Texte:

◆ ◆ ◆ ◆

Politique

Marine Le Pen : « L’État a abandonné Mayotte »

16 décembre 2021
Temps de lecture : 6 minutes

Marine Le Pen, qui lancera officiellement sa campagne à l’élection présidentielle le 05 février prochain à Reims, est actuellement en déplacement en outre-mer, côté océan indien, pour venir constater la situation à Mayotte et à la Réunion. Une situation « d’urgence absolue », selon elle, tant l’insalubrité, l’insécurité et les conséquences de l’immigration témoignent d’une faute grave : l’abandon total de l’état français.

Colliers de fleurs, danses et chants locaux, femmes mahoraises portant le msindzano (masque de beauté) : nul doute, c’est bien à Dzaoudzi (où se situe l’aéroport de Mayotte) qu’a atterri Marine Le Pen ce jeudi 16 décembre à 07h30 (heure locale) après près de dix heures de vol au départ de l’aéroport Roissy-Charles de Gaulle. Un accueil bien spécifique réservé particulièrement à la candidate (pour la troisième fois) à l’élection présidentielle, Marine Le Pen, dont la popularité dans les outre-mer n’a de cesse de croître (en 2017 déjà, au premier tour, la candidate enregistrait le score de 27,28%, loin devant sa moyenne en métropole et loin devant les 19,13% d’Emmanuel Macron).

Au programme du jour : traversée en barge depuis l’aéroport de Dzaoudzi jusqu’à la « grande terre », rencontre avec un comité d’accueil mahorais, rencontre avec des militantes opposées à l’association La Cimade (dont l’antenne locale à Mayotte favorise l’arrivée de dizaines de milliers de migrants), déjeuner privé, puis échange avec une famille de victime de l’insécurité régnante sur l’île (Marine Le Pen a pu discuter avec les parents d’un enfant assassiné à Mayotte). Une rencontre initialement prévue avec des cadis (les « juges » musulmans locaux) a finalement été reportée. Tout au long de son séjour, Marine Le Pen est accompagnée d’André Rougé, eurodéputé expert des questions liées à l’outre-mer.

◆ ◆ ◆ ◆

Données disponibles:
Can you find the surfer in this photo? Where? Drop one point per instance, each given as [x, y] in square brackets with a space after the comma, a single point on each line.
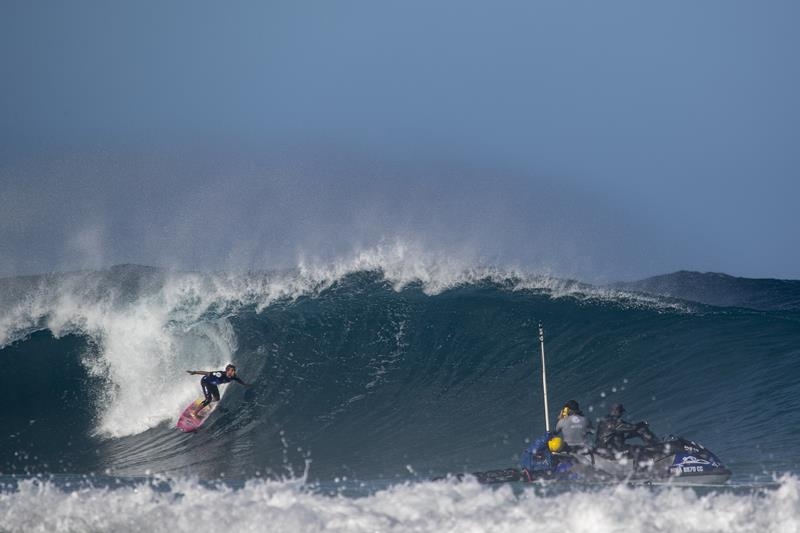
[613, 431]
[211, 379]
[573, 426]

◆ ◆ ◆ ◆

Exercices à faire:
[1] D'après l'article sur le déplacement de Marine Le Pen à Mayotte, quel score la candidate avait-elle obtenu dans les outre-mer au premier tour de 2017 ?
[2] Rédigez la suite de l'article sur le déplacement de Marine Le Pen à Mayotte, en commençant après sa dernière phrase.

Résultats finaux:
[1] 27,28 %.

[2]
Marine Le Pen aux côtés d’André Rougé dans la barge faisant le lien entre grande et petite terre / Image : Jordan Florentin

« Jamais nos compatriotes ultramarins ne se sont sentis autant abandonnés » lance en introduction Marine Le Pen lors de la présentation à la presse de son projet outre-mer en début de semaine à Paris. Une manière déjà de cibler en particulier les habitants de Mayotte, territoire devenu DROM en 2009 et « région ultrapériphérique » de l’Union européenne depuis 2014. La candidate semble, avec ses nombreux déplacements ces dernières années sur ces territoires éloignés mais pas moins français, avoir cerné combien l’évolution du statut de ces bouts de France n’a pas pour autant permis une véritable considération de la métropole. C’est devant une affiche « Mayotte est française et le restera à jamais » que Marine Le Pen prend la parole une première fois ce matin devant de nombreux Mahorais pour rappeler son attachement à ce territoire et fustiger l’abandon du gouvernement qu’elle juge coupable par ailleurs de complicité avec des associations (dont La Cimade) responsables du torrent migratoire que subit Mayotte.

Marine Le Pen à son arrivée à Mayotte, avec les traditionnels colliers de fleurs locaux / Image : Jordan Florentin

« Le Grand Remplacement, c’est ici à Mayotte » nous dit un Mahorais interrogé par Livre Noir. Un sentiment partagé par de nombreux habitants de l’île qui ne croient plus dans les chiffres officiels s’agissant de la population et de l’immigration, qui font état d’environ 280 000 habitants. Selon de nombreux locaux, si l’on y ajoute la population immigrée et délinquante, on avoisine plutôt les 500 000 habitants, un chiffre confirmé par le président du département Ben Issa Ousseni qu’a rencontré Marine Le Pen en fin de matinée. Les responsables ? L’État, en premier lieu, d’après la candidate à l’élection présidentielle, et notamment à travers l’appui aux migrants mené par l’association La Cimade, largement subventionnée pour « venir en aide aux étrangers ». Des Mahoraises, soutenues par Marine Le Pen, s’étaient d’ailleurs rassemblées ce matin pour dire non aux actions et opérations menées par cette association : « nous ne sommes pas des xénophobes, Mayotte est perdue depuis plusieurs années car des associations sont complices du trafic d’êtres humains depuis les Comores. Ce n’est pas aux associations humanitaires de décider de ce que doit être Mayotte ». Un discours qui ferait pâlir par ailleurs les habituels indignés des discours soi-disant « racistes » qui ne seraient tenus que par les fameux « mâles blancs dominants hétérosexuels et occidentaux ».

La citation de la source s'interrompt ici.